• _Given exercise_:
Could you give the data below as a JSON list of strings, one string per line, starting at the line that contains "Outline every instance of the red" and ending at the line that contains "285), (70, 267)]", with both of those lines included? Skip blank lines and leave the picture out.

* BEGIN *

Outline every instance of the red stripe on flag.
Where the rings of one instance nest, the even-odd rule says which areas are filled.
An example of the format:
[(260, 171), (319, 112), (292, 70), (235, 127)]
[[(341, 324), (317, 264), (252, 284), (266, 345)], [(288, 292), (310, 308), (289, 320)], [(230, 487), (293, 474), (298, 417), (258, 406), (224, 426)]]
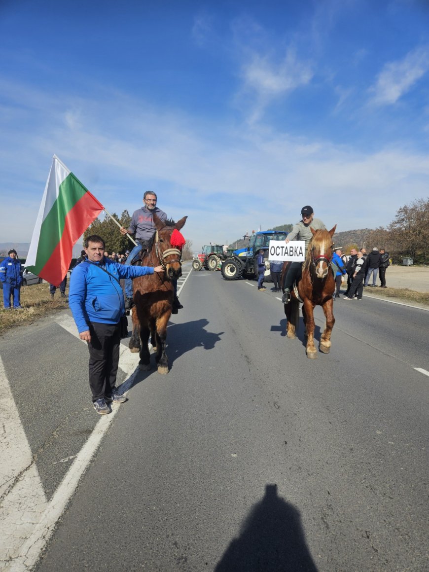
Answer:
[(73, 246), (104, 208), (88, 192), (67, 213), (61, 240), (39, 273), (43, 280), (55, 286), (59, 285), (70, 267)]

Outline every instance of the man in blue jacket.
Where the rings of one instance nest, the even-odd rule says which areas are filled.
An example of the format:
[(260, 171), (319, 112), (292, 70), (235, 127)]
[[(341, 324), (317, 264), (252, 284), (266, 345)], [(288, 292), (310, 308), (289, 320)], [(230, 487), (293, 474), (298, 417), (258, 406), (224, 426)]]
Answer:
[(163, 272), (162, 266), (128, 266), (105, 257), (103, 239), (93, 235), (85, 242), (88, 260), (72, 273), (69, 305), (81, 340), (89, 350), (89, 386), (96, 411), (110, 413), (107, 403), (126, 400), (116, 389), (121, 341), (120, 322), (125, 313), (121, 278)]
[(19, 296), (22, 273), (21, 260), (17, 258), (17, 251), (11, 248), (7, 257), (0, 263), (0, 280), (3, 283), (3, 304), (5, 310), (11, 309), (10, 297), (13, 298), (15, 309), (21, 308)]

* END *
* BEGIN *

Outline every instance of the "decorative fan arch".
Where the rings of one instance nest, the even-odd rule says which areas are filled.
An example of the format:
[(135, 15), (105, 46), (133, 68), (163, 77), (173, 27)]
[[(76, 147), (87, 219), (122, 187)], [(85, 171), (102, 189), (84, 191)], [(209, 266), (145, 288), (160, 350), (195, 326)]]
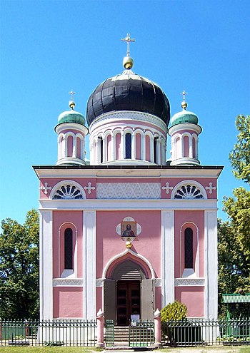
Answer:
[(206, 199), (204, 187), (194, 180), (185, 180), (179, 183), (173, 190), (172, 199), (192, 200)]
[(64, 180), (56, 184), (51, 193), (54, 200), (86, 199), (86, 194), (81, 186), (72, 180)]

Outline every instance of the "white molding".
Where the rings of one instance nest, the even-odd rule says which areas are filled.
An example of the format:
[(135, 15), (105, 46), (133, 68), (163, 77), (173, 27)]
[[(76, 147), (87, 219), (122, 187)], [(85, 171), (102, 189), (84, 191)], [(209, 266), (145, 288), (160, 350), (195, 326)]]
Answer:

* END *

• _Written reply_:
[
  "Outline every instance of the red stripe on flag.",
  "Where the rings of one instance nest, the even-odd rule says which areas are filled.",
  "An example of the format:",
  "[(260, 171), (319, 112), (292, 70), (235, 127)]",
  "[[(341, 324), (317, 264), (252, 284), (266, 345)], [(288, 292), (310, 308), (289, 320)], [(230, 487), (293, 474), (298, 417), (258, 406), (224, 426)]]",
  "Answer:",
  "[(73, 246), (104, 208), (88, 192), (67, 213), (61, 240), (39, 273), (43, 280), (55, 286), (59, 285), (70, 267)]"
]